If these gems had been classified Crown jewellery they would have been automatically returned to the Buckingham Palace but according to Suzy Menkes neither item can be classed Crown property or a state piece. It is possible that the Queen reclaimed them as family heirlooms but it is more likely that they passed to their two grandchildren since according to Diana's letter of wishes all her jewellery should go the future spouses of the two princes.
So, what lessons can be learnt from Diana's unsealed will about the financial side of royal succession? The first thing that happens when a royal does not seal a will is that the full extent of his or her wealth becomes public knowledge and thus, a target for public criticism. When Diana's multi-million fortune was revealed, The Independent newspaper immediately asked "why does her pre-tax estate amounting to £21,711,486 not include a single penny for charity…surely this generous caring princess who devoted so much of her life to helping charitable causes could be accused of being heartless or mean?"32 This is exactly the accusation that was soon made by Peter Tatchell, the gay and human rights activist, in another publication: "she was happy to do charity work for people with AIDS providing it didn't cost her anything. But when it came to parting with her own money she chose to keep it in her already super-rich family, rather than share it with those in need."33
The last line might be less than charitable in sentiment but it does point to a fundamental truth about royal succession: the wealth stays in the family. In the end - despite her letter of wishes - Diana left almost everything to her sons. The overriding fear of all rich families - whether royal, aristocratic or landed gentry - is that their wealth will be salami-sliced by outsiders. This was the unvoiced concern during the negotiations over Diana’s divorce settlement with Buckingham Palace fearful that if Diana married again some of the Crown jewellery and family heirlooms might pass to a commoner or someone unsuitable. Similar worries were expressed during the abdication settlement of Edward VIII when there was a possibility that Wallis Simpson might end up with some of the family jewels.
Full disclosure of royal wealth also brings with it a massive inheritance tax bill. Here it might be instructive to compare Princess Diana’s will not with Princess Helena Victoria's open will but with Princess Margaret's closed one. The two princesses were once close friends and neighbours in Kensington Palace and both were renegade royals who flouted convention in their social life. But while Margaret planned meticulously for her death, Diana's foresight did not even extend to wearing a car seat belt that would have saved her life. Consequently Diana's two children paid £8.5 million in tax and Margaret's two children paid £2 million.

# # # # #

According to the passage on Diana's will, how much tax did Diana's two children pay?

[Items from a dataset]
# # # # #

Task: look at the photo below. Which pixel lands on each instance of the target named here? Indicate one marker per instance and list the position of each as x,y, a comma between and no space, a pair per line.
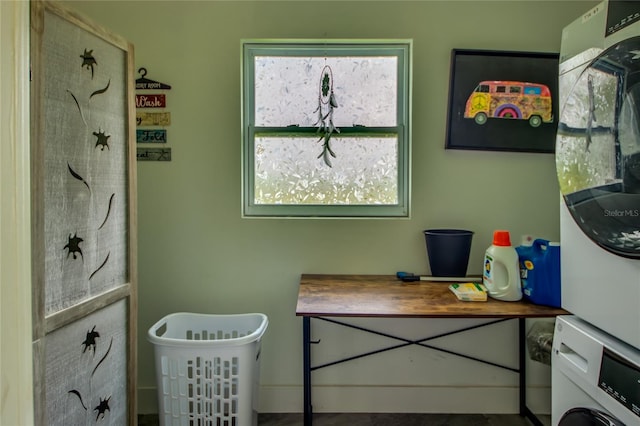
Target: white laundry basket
208,368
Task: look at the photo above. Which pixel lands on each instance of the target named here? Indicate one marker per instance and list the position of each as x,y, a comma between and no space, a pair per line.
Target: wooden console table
384,296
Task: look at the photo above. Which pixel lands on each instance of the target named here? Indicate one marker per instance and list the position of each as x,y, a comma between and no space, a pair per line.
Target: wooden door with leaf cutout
83,221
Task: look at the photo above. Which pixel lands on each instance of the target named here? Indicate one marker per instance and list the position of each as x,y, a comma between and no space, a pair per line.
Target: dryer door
588,417
598,149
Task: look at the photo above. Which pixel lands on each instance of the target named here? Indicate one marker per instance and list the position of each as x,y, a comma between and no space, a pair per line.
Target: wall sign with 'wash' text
151,101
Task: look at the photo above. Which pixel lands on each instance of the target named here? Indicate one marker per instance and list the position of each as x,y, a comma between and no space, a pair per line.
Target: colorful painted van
510,99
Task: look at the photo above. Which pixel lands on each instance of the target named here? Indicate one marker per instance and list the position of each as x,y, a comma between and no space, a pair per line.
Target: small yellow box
469,292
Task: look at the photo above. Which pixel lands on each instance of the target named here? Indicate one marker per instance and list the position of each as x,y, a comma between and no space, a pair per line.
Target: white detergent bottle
501,274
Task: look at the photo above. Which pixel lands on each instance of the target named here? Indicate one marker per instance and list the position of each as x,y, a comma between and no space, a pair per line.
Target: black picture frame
468,69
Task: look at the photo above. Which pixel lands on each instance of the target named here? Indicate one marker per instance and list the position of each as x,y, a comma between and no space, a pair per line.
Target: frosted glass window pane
286,90
287,171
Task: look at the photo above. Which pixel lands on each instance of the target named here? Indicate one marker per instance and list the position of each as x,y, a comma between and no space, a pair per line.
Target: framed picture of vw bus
503,101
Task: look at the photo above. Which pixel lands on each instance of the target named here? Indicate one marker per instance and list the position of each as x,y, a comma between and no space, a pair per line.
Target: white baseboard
387,399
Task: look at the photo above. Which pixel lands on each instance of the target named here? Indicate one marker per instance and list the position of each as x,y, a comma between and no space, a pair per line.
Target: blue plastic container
540,272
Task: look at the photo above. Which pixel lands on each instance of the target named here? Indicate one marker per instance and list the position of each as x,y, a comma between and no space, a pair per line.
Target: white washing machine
595,378
598,166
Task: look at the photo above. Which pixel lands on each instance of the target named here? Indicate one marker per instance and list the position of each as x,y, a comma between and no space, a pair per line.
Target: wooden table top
387,296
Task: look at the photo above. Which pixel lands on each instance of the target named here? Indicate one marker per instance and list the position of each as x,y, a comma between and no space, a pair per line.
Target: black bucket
448,251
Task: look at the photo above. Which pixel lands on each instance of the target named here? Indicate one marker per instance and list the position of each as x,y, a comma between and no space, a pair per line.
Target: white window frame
402,49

# # # # #

▶ [Answer for the task] £8.5 million